* **Text provided**:
begin

[XeTeX] ledmac in XeTeX?
Jonathan Kew
jonathan_kew at sil.org
Thu Jun 10 12:18:37 CEST 2004
On 10 Jun 2004, at 10:53 am, Somadevah at aol.com wrote:
>
> In a message dated 10/6/04 10:45:46 am, bvoisin at mac.com writes:
>
>
>
> I don't use Ledmac (or know what it is), but I have noticed that fonts
> can have an influence on the baselineskip in XeTeX: if you use Hoefler
> Text, for example, in a document originally compiled in LaTeX with CM
> fonts, the baselineskip won't be altered, but if you use Optima, which
> seems to have different metrical parameters, the baselineskip will get
> bigger and not follow that normally specified in size12.clo.

end

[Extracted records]
begin

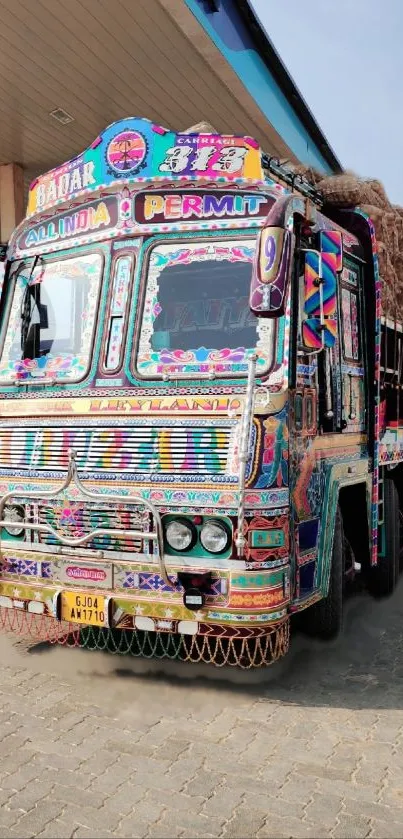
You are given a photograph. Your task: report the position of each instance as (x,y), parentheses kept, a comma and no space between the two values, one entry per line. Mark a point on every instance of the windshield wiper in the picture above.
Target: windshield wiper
(30,333)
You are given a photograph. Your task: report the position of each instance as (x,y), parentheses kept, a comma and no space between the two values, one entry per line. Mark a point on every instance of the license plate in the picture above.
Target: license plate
(80,607)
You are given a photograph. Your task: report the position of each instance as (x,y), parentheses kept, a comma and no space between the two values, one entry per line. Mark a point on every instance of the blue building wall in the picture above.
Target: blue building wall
(228,31)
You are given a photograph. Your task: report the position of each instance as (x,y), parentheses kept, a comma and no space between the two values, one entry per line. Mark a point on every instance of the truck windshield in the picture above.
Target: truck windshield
(51,319)
(196,314)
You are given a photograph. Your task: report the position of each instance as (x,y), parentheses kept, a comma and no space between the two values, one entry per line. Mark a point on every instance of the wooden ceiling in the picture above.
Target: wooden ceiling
(101,60)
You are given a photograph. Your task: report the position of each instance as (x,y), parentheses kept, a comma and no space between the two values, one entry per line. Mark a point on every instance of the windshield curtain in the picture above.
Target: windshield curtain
(52,317)
(196,315)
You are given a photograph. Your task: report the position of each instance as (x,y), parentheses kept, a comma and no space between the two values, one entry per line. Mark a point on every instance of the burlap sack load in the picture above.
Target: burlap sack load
(347,190)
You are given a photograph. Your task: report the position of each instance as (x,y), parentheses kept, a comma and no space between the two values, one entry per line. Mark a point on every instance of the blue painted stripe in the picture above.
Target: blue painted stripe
(229,33)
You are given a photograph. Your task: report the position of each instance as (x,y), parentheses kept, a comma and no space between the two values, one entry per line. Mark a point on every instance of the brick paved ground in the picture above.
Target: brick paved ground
(97,746)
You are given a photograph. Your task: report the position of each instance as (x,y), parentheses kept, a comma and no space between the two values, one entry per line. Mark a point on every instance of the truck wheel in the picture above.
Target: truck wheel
(324,619)
(384,576)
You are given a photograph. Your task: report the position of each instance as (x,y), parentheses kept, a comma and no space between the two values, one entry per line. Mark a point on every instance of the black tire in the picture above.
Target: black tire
(384,576)
(325,619)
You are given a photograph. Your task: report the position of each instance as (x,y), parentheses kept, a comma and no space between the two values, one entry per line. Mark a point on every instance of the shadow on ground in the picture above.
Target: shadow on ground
(363,668)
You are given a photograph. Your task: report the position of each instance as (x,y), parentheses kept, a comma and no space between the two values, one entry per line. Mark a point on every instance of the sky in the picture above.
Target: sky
(346,58)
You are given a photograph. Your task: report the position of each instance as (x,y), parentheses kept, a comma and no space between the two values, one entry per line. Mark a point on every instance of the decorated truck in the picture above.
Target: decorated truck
(199,403)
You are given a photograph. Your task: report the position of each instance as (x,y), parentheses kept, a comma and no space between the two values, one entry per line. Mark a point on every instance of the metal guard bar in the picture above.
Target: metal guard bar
(244,449)
(73,477)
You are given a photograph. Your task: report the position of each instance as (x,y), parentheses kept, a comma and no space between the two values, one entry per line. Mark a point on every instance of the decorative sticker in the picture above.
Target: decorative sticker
(135,149)
(196,316)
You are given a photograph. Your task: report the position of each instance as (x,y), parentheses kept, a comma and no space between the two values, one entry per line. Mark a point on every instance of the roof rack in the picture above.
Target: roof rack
(295,180)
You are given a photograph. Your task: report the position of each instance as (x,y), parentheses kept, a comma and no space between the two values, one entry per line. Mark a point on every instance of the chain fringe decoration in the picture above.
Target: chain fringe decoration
(245,653)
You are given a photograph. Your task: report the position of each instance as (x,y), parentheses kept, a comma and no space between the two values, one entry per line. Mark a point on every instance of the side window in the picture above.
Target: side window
(350,314)
(122,273)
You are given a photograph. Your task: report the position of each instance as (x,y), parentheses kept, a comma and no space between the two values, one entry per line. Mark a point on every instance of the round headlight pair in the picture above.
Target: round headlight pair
(13,513)
(181,536)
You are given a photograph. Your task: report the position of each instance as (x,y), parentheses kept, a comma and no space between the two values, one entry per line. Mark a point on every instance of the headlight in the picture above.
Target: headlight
(179,535)
(214,537)
(17,514)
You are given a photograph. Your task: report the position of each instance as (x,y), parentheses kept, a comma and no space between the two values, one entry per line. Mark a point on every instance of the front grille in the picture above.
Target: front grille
(146,446)
(74,519)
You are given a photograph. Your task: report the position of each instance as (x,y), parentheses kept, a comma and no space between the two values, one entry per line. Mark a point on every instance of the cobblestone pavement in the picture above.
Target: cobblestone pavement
(98,746)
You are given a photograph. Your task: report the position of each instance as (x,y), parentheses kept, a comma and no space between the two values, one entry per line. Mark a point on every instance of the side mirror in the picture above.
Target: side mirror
(271,270)
(319,325)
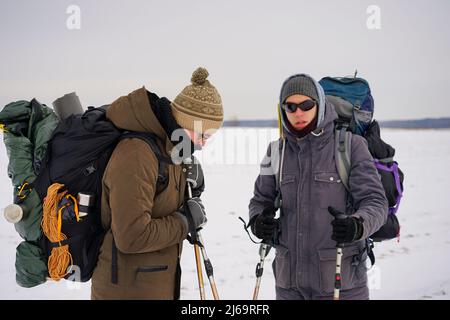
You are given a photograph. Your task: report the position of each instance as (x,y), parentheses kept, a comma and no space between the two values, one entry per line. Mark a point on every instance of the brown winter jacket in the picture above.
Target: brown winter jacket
(147,232)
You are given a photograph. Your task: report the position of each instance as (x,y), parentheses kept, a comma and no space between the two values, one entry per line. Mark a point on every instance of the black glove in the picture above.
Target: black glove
(194,176)
(346,229)
(194,212)
(265,226)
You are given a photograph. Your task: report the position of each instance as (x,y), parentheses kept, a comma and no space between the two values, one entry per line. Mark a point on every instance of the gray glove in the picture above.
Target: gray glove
(194,175)
(194,213)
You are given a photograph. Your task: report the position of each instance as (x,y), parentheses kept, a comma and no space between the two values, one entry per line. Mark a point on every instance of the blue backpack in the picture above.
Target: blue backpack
(354,104)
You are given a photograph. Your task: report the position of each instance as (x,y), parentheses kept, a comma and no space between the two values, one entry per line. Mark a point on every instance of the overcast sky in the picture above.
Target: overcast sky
(249,48)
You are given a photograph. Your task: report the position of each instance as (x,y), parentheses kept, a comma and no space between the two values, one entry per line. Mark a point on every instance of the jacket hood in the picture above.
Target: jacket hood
(321,106)
(134,113)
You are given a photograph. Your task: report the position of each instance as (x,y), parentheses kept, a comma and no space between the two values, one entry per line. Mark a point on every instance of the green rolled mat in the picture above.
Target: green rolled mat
(31,265)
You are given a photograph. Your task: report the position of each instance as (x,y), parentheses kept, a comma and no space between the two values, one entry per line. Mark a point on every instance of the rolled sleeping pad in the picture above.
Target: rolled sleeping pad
(67,105)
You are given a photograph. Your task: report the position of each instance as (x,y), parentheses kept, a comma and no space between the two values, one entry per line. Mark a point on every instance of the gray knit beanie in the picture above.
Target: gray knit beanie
(299,85)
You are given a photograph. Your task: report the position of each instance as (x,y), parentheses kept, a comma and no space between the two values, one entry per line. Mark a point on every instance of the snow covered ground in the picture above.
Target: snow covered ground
(417,267)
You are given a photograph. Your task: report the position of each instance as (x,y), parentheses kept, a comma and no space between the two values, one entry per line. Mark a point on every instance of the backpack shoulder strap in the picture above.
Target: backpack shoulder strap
(163,161)
(343,140)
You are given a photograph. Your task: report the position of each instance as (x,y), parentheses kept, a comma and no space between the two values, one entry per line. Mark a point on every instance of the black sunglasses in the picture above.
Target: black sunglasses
(304,106)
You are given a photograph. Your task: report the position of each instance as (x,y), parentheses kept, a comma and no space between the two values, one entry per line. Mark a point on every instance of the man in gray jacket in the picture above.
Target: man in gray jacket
(312,195)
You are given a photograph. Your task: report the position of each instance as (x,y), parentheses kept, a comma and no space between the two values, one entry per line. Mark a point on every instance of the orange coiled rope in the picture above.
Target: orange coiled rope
(60,257)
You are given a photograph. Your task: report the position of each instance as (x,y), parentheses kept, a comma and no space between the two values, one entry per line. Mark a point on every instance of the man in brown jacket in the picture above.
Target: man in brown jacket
(139,258)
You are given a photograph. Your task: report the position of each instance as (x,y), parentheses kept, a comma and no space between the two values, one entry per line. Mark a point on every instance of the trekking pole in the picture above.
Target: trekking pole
(208,265)
(208,268)
(339,254)
(263,252)
(338,279)
(201,285)
(198,263)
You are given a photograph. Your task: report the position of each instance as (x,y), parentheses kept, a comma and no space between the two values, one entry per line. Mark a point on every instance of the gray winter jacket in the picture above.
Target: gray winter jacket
(306,254)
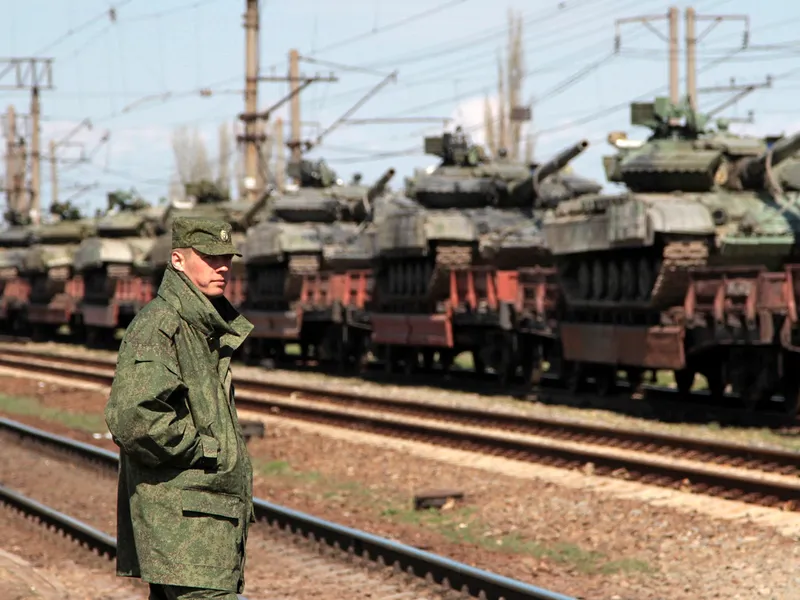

end

* **Your tasks**:
A) In the XeTeX mailing list message, which font makes the baselineskip grow larger instead of following the setting in size12.clo?
B) Write the next part of the XeTeX mailing list message, starting from where it ends.
The material isn't needed for anything here.

* **Expected responses**:
A) Optima.

B)
>
>
>
> Dear Bruno,
>
> many thanks for this. Did you find a way to set the \baselineskip to
> whatever you want? Ledmac is a set of macros that you can use to
> typeset critical editions with multiple levels (or registers) of
> footnotes referenced by line numbers. Very useful for me. The problem
> is not just that the baselineskip is different, but that it is
> inconsistent, changing at various points (whereever the footnotes are
> called?). The notes themselves look even worse. Evidently, it would be
> a huge job to rewrite such a set of macros as ledmac.
>
> It would be fantastic to be able to use XeTeX for such critical
> editing of texts, using multiple scripts in the notes for testimonia
> etc.
>
Most likely, you're using a font whose ascent and descent metrics are
big enough that \lineskip is coming into play. Working with AAT (or OT)
fonts, XeTeX doesn't have true height and depth metrics for individual
characters; it gets the overall font dimensions and simply pretends
that all words have those vertical dimensions. (This may change at some
point....)
You can ensure that your chosen \baselineskip is used, despite what the
font dimensions suggest to XeTeX, if you set \lineskiplimit to a large
negative value.
(I don't know if there's a LaTeX idiom for this.... maybe someone can
tell us?)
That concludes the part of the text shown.